▸ Goal of the exercise
Write the next part of the passage about startup founders, picking up right after its final sentence.

▸ Reading text
+---+

First, there are two types of founders: Made Founders and Hustling (it's a
nicer word than "Marginal") Founders. Made Founders (often called "serial
entrepreneurs") already have it worked out that, unless they rip off their
VCs, they'll get a soft landing. I won't say that they don't work, but they
have enough investor-rank friends that they don't really worry about anything,
because if their companies tank, they'll be lined up with VP-level positions
where they'll probably make twice the salary that they had as founders
(typically, founders don't make more than $175k). They probably put in 30-60
hours per week, but they work on the fun stuff and have double-digit equity
so... yeah. They worry more about managing up into the investor ranks than
running a company, for obvious reasons. (If you build a successful company but
lose control and most of your reward, you lost. If you fail but the investors
like you and make you a Partner at their VC firm, you won.) It ain't a bad
gig, although it's a bit boring because, well, you're a corporate executive.
Being a Made Founder is based on pre-existing social class; either something
you're born with, or something you luck into. Merit's not a part of it.
Hustling Founders are the ones who don't have investor-level people pulling
strings all the time and who really, really, really fucking have to pound the
pavement-- and hope that a Made Founder doesn't decide to compete in their
space, because then they're up against someone who's going to have 50 times
the capital.

In the 1960s, _all_ founders were of the Hustling variety because the
pedigreed people were still in banking, during the Bateman days when it wasn't
a real job (3-martini lunch), and in a time when the pedigreed asswipes still
thought the West Coast unprestigious.

+---+

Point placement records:

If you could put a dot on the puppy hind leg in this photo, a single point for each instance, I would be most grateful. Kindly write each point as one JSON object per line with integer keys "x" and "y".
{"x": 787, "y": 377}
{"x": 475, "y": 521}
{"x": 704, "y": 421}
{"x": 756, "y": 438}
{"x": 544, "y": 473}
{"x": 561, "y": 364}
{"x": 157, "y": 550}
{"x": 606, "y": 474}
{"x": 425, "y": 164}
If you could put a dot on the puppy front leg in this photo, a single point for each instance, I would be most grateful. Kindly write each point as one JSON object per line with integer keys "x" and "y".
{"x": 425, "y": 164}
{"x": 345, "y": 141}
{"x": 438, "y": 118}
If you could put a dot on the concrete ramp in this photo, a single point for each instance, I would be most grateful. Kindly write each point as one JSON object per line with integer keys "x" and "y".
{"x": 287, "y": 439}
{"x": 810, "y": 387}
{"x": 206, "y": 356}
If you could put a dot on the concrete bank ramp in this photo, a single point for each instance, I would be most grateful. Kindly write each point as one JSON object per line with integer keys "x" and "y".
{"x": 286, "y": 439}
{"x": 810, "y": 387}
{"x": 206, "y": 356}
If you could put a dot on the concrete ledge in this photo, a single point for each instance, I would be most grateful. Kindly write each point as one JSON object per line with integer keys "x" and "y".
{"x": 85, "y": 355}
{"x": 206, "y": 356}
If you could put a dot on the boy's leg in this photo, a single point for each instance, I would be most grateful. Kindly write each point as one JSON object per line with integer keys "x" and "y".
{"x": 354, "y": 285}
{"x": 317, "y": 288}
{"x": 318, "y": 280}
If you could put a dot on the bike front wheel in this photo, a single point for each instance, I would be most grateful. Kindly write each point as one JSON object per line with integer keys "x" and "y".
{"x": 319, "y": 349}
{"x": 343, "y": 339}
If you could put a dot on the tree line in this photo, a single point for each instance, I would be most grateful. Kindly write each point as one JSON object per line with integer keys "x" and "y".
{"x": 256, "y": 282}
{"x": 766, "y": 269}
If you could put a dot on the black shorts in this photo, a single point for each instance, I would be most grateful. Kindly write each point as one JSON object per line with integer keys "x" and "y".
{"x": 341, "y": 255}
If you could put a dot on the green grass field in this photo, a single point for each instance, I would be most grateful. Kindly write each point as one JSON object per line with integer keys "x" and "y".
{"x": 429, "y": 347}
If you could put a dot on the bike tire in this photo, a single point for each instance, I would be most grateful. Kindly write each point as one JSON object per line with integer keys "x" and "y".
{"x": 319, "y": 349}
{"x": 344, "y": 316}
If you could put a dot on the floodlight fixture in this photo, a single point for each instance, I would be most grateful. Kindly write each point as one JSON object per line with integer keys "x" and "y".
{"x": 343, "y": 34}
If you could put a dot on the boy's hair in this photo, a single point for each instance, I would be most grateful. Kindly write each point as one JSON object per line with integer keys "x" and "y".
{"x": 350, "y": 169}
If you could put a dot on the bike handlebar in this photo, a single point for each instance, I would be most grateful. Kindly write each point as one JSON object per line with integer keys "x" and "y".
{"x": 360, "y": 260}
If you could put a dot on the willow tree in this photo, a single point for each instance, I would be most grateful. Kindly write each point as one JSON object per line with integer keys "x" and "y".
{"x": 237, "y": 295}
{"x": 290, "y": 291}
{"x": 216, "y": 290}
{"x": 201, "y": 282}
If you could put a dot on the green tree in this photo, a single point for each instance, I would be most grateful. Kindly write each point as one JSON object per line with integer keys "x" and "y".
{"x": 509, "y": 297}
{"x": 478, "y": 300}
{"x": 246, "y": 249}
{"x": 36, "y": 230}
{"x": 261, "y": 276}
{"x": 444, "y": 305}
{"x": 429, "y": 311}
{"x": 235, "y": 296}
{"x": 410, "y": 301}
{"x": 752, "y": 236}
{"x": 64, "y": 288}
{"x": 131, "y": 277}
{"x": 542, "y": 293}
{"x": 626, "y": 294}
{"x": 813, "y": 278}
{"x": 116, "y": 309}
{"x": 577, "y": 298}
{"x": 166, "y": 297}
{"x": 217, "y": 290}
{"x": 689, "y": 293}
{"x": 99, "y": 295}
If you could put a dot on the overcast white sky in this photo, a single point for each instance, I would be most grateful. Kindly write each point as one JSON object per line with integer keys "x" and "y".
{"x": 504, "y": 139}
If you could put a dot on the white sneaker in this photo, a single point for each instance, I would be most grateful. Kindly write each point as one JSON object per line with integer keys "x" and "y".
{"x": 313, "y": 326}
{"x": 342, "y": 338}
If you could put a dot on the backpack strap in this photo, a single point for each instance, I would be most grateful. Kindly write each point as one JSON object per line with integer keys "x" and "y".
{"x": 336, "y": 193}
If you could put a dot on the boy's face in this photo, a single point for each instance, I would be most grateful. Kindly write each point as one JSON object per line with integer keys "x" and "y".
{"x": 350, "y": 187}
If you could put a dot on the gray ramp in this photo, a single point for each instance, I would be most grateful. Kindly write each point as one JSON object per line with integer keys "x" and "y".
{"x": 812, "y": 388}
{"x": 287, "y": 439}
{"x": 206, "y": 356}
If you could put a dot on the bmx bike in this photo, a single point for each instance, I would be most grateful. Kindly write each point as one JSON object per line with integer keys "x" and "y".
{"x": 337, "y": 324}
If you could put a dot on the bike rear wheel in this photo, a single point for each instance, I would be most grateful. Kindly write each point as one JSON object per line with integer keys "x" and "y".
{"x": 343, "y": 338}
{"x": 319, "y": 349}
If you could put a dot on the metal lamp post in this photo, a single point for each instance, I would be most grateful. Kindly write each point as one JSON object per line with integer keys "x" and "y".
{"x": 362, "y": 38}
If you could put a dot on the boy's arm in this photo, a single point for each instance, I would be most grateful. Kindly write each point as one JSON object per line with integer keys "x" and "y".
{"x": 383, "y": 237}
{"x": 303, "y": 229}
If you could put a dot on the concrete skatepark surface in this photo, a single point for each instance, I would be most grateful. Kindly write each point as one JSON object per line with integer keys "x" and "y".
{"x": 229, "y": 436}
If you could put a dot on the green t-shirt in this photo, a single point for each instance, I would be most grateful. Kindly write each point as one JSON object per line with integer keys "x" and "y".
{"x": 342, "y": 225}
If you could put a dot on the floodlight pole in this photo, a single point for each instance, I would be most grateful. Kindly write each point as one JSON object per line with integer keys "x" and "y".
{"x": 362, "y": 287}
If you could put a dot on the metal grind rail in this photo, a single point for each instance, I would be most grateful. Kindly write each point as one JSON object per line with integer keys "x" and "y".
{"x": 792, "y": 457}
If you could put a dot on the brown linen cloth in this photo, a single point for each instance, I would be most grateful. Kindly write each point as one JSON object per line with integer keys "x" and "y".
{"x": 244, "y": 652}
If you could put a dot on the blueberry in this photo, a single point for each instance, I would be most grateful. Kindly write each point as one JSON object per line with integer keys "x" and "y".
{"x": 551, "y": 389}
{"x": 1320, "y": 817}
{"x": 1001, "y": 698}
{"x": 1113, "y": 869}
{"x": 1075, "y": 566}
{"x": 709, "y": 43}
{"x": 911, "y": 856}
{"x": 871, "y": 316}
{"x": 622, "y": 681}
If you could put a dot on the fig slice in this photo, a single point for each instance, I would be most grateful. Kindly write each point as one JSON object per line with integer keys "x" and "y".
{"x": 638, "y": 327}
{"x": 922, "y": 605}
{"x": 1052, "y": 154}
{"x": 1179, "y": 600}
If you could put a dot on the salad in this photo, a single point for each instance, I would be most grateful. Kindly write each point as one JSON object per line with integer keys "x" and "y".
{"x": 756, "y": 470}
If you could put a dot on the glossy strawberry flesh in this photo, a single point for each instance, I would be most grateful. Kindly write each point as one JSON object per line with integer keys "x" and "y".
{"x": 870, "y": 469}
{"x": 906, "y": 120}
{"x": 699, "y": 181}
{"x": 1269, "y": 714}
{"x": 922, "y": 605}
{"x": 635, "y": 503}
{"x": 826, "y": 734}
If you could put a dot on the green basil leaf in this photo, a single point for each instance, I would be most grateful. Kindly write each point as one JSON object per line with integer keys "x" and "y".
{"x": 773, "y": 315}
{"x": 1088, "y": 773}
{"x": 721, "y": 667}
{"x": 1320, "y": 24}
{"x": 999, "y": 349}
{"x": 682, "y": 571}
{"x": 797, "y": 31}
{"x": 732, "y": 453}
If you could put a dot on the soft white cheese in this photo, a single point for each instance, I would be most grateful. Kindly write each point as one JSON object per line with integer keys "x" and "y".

+---+

▸ Answer
What the OP is describing is a cultural shift as pedigreed people with
_generational_ social connections jump into the game as Made Founders. They've
never been employees or subordinates of any kind (except to VCs) so they don't
have the empathy that it takes to run a company, and they tend to be low on
competence spectrum (since the mainstream business elite puts its successes in
hedge funds and private equity to manage billion-dollar deals, and throws its
failures into VC and VC-funded tech).

What hoodwinks a lot of people is that the Made Founders are great at
presenting the appearance of Hustling Founders, and thereby they justify
getting 100 times the equity as the employees they manage. In reality, most of
the Hustling Founders (a middle-class crew) have been driven out and are
unfundable due to a lack of social connections, and also because the amount of
stress involved in dealing with VCs and abusive investor-level personalities
is such a mental-health crusher that even normal people become paralytically
neurotic after about 5 years in that game.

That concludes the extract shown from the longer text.